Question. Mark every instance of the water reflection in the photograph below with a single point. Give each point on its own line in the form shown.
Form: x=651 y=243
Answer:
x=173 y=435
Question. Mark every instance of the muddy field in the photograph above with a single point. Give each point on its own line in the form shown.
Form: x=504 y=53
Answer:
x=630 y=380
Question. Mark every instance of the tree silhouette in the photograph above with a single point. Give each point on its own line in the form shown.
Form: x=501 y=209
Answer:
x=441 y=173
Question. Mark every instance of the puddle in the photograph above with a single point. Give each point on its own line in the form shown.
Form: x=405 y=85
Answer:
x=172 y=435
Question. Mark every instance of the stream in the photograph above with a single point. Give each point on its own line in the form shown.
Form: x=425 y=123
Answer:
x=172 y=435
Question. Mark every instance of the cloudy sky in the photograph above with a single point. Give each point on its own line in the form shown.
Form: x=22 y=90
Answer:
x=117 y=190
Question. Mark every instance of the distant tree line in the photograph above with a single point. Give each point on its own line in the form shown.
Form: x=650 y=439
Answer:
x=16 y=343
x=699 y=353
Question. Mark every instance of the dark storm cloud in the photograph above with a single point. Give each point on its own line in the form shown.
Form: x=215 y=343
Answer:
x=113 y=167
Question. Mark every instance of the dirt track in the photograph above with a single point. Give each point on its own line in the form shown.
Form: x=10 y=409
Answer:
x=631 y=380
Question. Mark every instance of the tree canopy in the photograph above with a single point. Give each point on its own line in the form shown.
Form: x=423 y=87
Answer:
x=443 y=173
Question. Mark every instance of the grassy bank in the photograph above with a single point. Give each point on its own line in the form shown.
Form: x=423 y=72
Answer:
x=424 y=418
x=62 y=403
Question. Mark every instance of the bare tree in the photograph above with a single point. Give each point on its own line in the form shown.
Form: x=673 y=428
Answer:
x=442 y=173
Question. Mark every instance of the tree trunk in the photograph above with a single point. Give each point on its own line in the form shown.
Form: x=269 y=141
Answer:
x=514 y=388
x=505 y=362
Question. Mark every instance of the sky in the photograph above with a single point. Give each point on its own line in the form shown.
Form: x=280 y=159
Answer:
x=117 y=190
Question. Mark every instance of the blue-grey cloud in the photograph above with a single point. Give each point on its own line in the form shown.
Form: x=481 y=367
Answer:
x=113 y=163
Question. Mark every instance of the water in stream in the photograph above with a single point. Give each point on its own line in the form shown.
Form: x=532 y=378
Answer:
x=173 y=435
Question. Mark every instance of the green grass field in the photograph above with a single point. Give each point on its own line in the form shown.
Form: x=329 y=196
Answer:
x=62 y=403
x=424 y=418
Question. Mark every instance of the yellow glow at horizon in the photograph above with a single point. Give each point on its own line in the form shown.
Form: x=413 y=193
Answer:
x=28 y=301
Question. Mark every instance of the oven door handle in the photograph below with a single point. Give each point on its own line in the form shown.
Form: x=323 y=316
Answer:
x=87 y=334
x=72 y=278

= Given instruction =
Could you rewrite the records from the line with "Question. Mark every instance of the puddle" up to and including the line with "x=113 y=167", copying every line, with 59 added to each x and y coordinate in the answers and all other numbers left unchanged?

= Solution =
Question. Mark every instance of the puddle in the photograph above with a single point. Give each point on its own line in the form shown.
Form: x=405 y=85
Answer:
x=231 y=494
Question. Mark every instance of the stream in the photograph above with a single point. Give each point on its own line in the form shown.
Form: x=425 y=123
Answer:
x=231 y=494
Question. Mark every instance of the cloudy sky in the photograph above with a single point. Give each point on its own line in the form shown.
Form: x=22 y=90
Answer:
x=176 y=249
Question. Mark every instance of the distant tree line in the photograph above with a single point. Give each point on its own line in the form shown.
Form: x=650 y=439
Answer:
x=75 y=402
x=758 y=412
Question. Mark every instance of the dark storm cloud in the photograph above with a single point. Give each point on its own line in the form shown.
Form: x=215 y=343
Answer:
x=172 y=226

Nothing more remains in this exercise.